* _Region pointing data_
# # #
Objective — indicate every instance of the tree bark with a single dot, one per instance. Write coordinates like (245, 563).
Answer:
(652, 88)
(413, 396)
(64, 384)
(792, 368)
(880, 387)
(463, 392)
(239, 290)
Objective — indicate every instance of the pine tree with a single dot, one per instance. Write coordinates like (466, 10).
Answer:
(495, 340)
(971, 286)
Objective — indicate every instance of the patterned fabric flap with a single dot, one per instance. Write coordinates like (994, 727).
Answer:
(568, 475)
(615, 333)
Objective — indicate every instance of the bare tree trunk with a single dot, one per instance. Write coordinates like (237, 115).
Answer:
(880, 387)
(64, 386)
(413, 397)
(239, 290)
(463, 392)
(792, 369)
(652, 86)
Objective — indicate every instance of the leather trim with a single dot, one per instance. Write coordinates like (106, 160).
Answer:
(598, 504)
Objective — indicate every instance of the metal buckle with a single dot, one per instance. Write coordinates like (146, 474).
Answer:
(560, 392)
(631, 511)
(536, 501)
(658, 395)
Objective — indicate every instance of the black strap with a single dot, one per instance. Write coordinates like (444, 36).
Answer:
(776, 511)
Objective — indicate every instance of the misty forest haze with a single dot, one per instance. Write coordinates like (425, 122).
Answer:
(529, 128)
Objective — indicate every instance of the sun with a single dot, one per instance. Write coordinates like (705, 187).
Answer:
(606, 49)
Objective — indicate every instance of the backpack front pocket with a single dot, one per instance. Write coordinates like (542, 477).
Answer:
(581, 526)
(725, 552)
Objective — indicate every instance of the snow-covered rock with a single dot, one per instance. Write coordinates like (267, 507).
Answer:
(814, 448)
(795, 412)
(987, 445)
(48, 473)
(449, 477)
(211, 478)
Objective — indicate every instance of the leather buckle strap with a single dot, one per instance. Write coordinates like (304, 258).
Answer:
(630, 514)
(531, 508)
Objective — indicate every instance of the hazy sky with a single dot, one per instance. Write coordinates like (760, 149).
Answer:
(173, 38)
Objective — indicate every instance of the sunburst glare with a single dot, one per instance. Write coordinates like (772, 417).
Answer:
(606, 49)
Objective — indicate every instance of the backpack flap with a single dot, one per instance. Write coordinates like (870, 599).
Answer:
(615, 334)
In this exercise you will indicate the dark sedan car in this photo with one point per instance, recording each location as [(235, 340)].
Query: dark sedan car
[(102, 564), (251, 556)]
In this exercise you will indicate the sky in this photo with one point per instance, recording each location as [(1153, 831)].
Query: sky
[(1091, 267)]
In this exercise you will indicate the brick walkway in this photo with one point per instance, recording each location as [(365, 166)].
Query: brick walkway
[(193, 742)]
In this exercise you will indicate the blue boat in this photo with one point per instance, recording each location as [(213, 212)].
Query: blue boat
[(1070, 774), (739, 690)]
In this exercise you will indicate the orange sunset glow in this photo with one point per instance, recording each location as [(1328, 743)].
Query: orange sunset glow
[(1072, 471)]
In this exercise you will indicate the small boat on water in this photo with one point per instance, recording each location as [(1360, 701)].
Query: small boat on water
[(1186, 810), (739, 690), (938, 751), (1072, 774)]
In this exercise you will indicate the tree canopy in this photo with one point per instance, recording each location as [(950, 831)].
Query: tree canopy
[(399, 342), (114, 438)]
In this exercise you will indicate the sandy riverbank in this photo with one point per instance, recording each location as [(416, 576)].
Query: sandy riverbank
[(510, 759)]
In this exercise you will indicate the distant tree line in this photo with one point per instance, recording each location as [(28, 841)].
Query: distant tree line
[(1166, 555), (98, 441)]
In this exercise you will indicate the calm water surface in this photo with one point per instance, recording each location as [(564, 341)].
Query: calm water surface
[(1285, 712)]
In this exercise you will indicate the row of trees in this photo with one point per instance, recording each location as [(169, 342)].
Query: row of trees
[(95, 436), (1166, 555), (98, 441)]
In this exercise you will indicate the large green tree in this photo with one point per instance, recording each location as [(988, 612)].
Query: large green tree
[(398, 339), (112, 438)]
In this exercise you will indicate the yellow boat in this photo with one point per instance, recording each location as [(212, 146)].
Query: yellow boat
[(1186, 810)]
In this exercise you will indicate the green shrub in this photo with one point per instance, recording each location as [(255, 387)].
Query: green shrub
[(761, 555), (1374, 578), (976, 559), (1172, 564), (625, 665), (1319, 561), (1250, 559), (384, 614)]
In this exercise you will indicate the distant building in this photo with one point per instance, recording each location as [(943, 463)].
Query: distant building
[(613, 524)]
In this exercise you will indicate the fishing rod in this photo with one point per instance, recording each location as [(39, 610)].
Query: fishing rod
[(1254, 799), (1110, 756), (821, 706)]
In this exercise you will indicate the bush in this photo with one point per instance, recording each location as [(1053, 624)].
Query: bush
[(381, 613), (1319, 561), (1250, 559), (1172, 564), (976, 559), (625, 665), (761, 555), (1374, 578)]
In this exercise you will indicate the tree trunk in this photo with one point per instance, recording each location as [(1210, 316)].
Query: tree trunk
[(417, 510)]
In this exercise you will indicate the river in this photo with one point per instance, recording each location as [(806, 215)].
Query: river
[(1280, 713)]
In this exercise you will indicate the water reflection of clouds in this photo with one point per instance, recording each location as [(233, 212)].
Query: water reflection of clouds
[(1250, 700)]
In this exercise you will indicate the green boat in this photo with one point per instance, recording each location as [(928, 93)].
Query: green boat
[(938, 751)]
# # #
* _Your task_
Could you return exactly the lines above from the line with "In this exercise you will indicate the tree canopy" to the line with "In this exercise you will indicate the yellow", both included, and nothing else?

* _Task output_
In this exercise you will indicate the tree canopy in this photo with one point per instance, recording each location as [(950, 831)].
Query: tree canopy
[(399, 342), (114, 438)]
In this exercise you will indicate the sandy riverbank in this photo with one point per instance, recording each location as [(416, 576)].
Query: sandy riverbank
[(510, 759)]
In this exercise you will indicate the distant tree line in this photo with one point per instance, recording each location as [(28, 841)].
Query: distant tree line
[(1166, 555), (98, 441)]
In this exercise you will indicate the calm water surface in this photo with one point per instance, recording each location as [(564, 341)].
Query: calm water surface
[(1285, 712)]
In this exercise you will indicate the row of trees in this photo with one point per instance, recording each location as [(169, 342)].
Query: row of trees
[(95, 436), (1166, 555), (98, 441)]
In this exercise you will indicate the large green tree in this photo with one point per instance, recording each location as [(988, 612)].
Query: large green tree
[(398, 339), (112, 438)]
In this exercise you will indicate the yellow boat in this photo with one point per instance, recording each location as [(212, 146)].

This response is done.